Set task 1
In the post on starting the day, rewrite the part that opens with the words containing "Start on the" and closes with "how I do it.", putting "focus" in place of "flow".

Start on the right foot
Tuesday, February 1, 2011 at 4:42PM Every travel starts with a first step, every day starts with a first hour. To find flow, the state when time just blurs and your best works appear as by magic, can be a conscious process - here is how I do it.
Photo by eklektik2sx Flickr CC
Procrastination ruins the day
To not start immediately takes at least the same amount of energy as just doing it. Save energy and get started.
Thinking back at my bad days, they usually started off with something going wrong. Maybe I overslept, had to speed through the morning routine, arrived late at the office, desperately trying to plow through the email - rushing to keep up. By noon, headache and very limited sense of satisfaction.
Other times I can fall into the same negative spiral by doing things in the wrong order. There are certain times of the day when we are better at doing certain things.
Program your day to use peak brain productivity
If we plan our day according to our natural rhythm, things are easier. Personally I function best in the morning, I try to do my planning and strategic work before office hours. We all are different, the important thing is that some tasks are easy and can be done even on low blood-sugar just before lunch.

Given information
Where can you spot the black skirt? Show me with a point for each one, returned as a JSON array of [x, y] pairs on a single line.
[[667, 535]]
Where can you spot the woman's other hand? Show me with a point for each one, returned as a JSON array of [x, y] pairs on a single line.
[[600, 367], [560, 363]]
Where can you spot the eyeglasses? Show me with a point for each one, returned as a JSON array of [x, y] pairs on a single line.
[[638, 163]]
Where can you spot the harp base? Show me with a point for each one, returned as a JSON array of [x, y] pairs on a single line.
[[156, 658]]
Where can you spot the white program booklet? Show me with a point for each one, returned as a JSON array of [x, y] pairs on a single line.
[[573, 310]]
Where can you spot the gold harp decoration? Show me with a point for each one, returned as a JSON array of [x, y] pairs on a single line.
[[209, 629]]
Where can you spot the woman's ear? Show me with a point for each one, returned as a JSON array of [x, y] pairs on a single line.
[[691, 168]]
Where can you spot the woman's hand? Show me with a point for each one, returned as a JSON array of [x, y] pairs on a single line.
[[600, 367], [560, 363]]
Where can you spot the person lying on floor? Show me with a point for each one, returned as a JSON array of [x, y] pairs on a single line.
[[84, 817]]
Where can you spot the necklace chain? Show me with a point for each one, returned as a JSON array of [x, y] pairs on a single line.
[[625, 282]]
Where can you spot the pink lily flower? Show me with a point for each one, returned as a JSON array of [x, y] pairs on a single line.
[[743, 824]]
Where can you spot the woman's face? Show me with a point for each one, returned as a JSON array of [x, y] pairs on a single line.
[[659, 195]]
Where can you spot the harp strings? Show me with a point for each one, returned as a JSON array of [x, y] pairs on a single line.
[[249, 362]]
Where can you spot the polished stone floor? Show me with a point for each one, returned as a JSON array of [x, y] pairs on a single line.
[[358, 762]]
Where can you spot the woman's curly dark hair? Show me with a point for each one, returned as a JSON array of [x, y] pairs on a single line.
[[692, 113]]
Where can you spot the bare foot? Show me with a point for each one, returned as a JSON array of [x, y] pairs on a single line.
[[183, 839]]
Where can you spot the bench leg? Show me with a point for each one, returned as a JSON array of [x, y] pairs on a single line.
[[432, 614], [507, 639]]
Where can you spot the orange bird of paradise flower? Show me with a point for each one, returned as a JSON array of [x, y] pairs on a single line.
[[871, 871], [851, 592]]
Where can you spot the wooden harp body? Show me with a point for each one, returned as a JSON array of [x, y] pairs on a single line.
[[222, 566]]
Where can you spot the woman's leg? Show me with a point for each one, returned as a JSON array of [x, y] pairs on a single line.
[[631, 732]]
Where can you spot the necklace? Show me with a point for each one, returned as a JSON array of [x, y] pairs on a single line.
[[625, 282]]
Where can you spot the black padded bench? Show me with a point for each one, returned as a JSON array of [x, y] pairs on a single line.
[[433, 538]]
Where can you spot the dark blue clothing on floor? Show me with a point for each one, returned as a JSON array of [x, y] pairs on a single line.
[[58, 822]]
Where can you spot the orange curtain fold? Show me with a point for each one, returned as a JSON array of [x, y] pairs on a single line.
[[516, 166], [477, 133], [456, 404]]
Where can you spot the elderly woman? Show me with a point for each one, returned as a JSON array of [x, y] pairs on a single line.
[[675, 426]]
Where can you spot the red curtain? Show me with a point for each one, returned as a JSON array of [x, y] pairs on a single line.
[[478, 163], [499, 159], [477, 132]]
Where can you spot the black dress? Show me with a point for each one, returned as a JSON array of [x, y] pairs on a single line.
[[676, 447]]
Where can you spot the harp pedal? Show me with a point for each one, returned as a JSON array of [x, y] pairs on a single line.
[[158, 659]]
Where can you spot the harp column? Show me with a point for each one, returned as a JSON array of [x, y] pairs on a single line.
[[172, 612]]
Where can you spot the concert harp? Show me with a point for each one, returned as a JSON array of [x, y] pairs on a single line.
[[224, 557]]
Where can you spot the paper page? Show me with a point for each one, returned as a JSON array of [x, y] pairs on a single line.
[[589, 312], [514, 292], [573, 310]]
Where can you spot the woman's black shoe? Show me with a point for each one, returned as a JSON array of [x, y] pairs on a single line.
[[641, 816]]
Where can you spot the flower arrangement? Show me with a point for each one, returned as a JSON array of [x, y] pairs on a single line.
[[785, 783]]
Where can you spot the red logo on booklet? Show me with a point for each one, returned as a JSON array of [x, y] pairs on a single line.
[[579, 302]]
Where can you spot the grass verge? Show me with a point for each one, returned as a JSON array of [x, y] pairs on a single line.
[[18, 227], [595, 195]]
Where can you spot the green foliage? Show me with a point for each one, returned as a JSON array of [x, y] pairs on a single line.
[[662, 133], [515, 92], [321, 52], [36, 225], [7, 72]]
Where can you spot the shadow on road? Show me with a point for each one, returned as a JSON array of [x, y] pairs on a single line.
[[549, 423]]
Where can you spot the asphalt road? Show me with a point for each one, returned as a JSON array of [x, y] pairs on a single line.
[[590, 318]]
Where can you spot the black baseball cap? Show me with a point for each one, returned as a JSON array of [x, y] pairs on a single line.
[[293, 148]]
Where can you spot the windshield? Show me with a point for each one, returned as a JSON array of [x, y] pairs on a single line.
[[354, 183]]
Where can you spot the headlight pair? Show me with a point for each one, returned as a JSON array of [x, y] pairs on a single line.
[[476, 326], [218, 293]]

Set task 2
Copy out, unchanged, the part of the entries that opens with the line containing "Where can you spot the harp column?" and closes with the line containing "[[641, 816]]", including both of those lines.

Complete response 1
Start on the right foot
Tuesday, February 1, 2011 at 4:42PM Every travel starts with a first step, every day starts with a first hour. To find focus, the state when time just blurs and your best works appear as by magic, can be a conscious process - here is how I do it.

Complete response 2
Where can you spot the harp column? Show me with a point for each one, returned as a JSON array of [x, y] pairs on a single line.
[[172, 612]]
Where can you spot the concert harp? Show me with a point for each one, returned as a JSON array of [x, y] pairs on a single line.
[[224, 557]]
Where can you spot the paper page? Show me with a point for each one, returned as a JSON array of [x, y] pairs on a single line.
[[589, 312], [514, 292], [573, 310]]
Where can you spot the woman's black shoe? Show me with a point for each one, returned as a JSON array of [x, y] pairs on a single line.
[[641, 816]]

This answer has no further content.